# Daisy, Poppy, Onslow, Spring collection!



## Puddycat (Aug 28, 2011)

Well spring is in the air, so I thought I would take a few new snaps of the cats. All grown up now  Hope you like them.









Daisy, still as cute as ever!









Onslow and Poppy on the cat tree.









Onslow taking in some of the spring sunshine for the first time in 2013.









Poppy struggling to see, it's that sunny.









Daisy and Poppy on the cat tree.









Daisy in one of her unusual sleeping positions.









And again!









Poppy admiring the fish.









Ding ding round 1!!!!









Onslow playing hide and seek.









Daisy trying to play hide and seek.


----------



## colliemerles (Nov 2, 2007)

_so glad you put some new pictures on, its been along time since we see them. Wow Poppy has grown !!!! great pictures they are all so gorgeous. thank you for sharing with us._


----------



## Puddycat (Aug 28, 2011)

colliemerles said:


> _so glad you put some new pictures on, its been along time since we see them. Wow Poppy has grown !!!! great pictures they are all so gorgeous. thank you for sharing with us._


Thanks  Would have posted some sooner, but it's so hard to get good pictures of them when they won't stay still long enough to take them.

Yeah, Poppy is all grown up now and very very naughty!


----------



## lymorelynn (Oct 4, 2008)

Brilliant photos  And my haven't Daisy and Onslow grown :001_tt1:


----------



## Puddycat (Aug 28, 2011)

Required actions:
1) Answer these from the forum thread about Daisy, Poppy and Onslow:
(a) What is Poppy admiring in one of the captions?
(b) What reason does Puddycat give for not posting new pictures sooner?
(c) Which two cats does lymorelynn say have grown?
2) Write what comes next in the forum thread about Daisy, Poppy and Onslow, starting after its last line.
The material here has nothing to do with the cat thread.

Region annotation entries

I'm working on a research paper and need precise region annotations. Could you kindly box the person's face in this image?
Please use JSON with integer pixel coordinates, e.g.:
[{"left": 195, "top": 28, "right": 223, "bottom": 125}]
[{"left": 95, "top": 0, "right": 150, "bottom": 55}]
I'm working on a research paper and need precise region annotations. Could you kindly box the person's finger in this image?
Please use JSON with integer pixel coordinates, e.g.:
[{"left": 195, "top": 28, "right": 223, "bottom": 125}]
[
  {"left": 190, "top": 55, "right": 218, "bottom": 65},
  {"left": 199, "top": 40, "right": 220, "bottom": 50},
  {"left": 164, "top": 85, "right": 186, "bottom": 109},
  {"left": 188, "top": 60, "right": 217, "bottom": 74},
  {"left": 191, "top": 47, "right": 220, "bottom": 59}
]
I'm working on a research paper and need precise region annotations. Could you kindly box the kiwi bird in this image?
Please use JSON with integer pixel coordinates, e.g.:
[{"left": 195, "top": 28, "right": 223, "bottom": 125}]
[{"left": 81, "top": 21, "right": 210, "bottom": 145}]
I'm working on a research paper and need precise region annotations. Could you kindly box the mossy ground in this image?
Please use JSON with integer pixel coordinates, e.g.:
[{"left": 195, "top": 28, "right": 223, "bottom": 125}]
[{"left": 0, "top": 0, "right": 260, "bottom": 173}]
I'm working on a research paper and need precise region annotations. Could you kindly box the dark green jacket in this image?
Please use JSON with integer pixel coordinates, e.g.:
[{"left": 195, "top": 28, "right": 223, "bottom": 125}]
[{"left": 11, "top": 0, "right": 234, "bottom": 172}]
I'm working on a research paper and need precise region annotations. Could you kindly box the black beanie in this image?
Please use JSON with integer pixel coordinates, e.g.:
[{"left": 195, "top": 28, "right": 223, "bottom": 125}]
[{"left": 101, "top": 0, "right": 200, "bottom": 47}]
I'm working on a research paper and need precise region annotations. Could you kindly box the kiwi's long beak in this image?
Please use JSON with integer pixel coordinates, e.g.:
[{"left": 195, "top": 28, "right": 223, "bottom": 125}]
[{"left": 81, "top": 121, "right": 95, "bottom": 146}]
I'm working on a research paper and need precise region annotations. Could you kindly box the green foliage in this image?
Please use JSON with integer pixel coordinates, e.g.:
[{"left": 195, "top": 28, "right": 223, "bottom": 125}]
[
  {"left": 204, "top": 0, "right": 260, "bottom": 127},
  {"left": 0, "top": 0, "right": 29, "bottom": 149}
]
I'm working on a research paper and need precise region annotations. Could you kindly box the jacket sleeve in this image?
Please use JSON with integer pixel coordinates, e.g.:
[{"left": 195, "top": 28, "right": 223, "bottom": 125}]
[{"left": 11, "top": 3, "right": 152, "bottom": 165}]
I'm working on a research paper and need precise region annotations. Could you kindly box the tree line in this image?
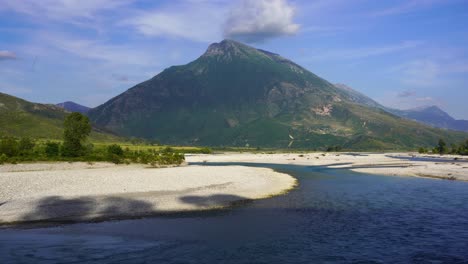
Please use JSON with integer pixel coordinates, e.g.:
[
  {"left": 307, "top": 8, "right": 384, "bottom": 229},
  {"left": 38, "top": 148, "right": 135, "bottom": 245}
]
[
  {"left": 419, "top": 139, "right": 468, "bottom": 155},
  {"left": 0, "top": 113, "right": 186, "bottom": 166}
]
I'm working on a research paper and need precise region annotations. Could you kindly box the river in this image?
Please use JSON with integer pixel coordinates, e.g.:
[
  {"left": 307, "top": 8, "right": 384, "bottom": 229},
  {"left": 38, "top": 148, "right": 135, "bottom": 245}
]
[{"left": 0, "top": 164, "right": 468, "bottom": 263}]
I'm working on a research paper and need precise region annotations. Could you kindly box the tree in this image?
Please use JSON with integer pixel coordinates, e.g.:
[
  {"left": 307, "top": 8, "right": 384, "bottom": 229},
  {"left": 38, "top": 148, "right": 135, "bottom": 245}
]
[
  {"left": 62, "top": 113, "right": 91, "bottom": 157},
  {"left": 44, "top": 142, "right": 60, "bottom": 158},
  {"left": 18, "top": 137, "right": 36, "bottom": 155},
  {"left": 0, "top": 137, "right": 19, "bottom": 157},
  {"left": 436, "top": 139, "right": 447, "bottom": 155}
]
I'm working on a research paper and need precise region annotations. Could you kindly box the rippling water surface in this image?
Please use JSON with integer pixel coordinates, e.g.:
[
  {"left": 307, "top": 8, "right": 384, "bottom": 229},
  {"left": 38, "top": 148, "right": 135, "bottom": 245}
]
[{"left": 0, "top": 165, "right": 468, "bottom": 263}]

Answers to the problems:
1)
(a) The fish.
(b) It is hard to get good pictures of the cats when they won't stay still long enough.
(c) Daisy and Onslow.

2)
lymorelynn said:


> Brilliant photos  And my haven't Daisy and Onslow grown :001_tt1:


Yes they have grown a lot over the last year, Onslow is around 7kg now and Daisy around 5.5kg.


----------



## PetloverJo (Nov 4, 2011)

Lovely pics


----------



## sharonchilds (Jul 7, 2011)

I bet there is never a dull moment in your house 
All your cats are beautiful :001_tt1:


----------



## Aurelie (Apr 10, 2012)

Great pictures, is Poppy a chocolate tabby point?


----------



## Puddycat (Aug 28, 2011)

sharonchilds said:


> I bet there is never a dull moment in your house
> All your cats are beautiful :001_tt1:


It's like a play pen in here!


----------



## Puddycat (Aug 28, 2011)

Aurelie said:


> Great pictures, is Poppy a chocolate tabby point?


She is a Tortoiseshell point :smile5:


----------



## Lunabuma (Dec 12, 2011)

Gorgeous pics, thanks for sharing.


----------



## Cazzer (Feb 1, 2010)

Lovely cats especially daisy and onslow!


----------



## catgeoffrey (Jun 28, 2012)

Lovely pictures!


----------



## mycatsandi (Apr 9, 2013)

Beautiful cats - playful!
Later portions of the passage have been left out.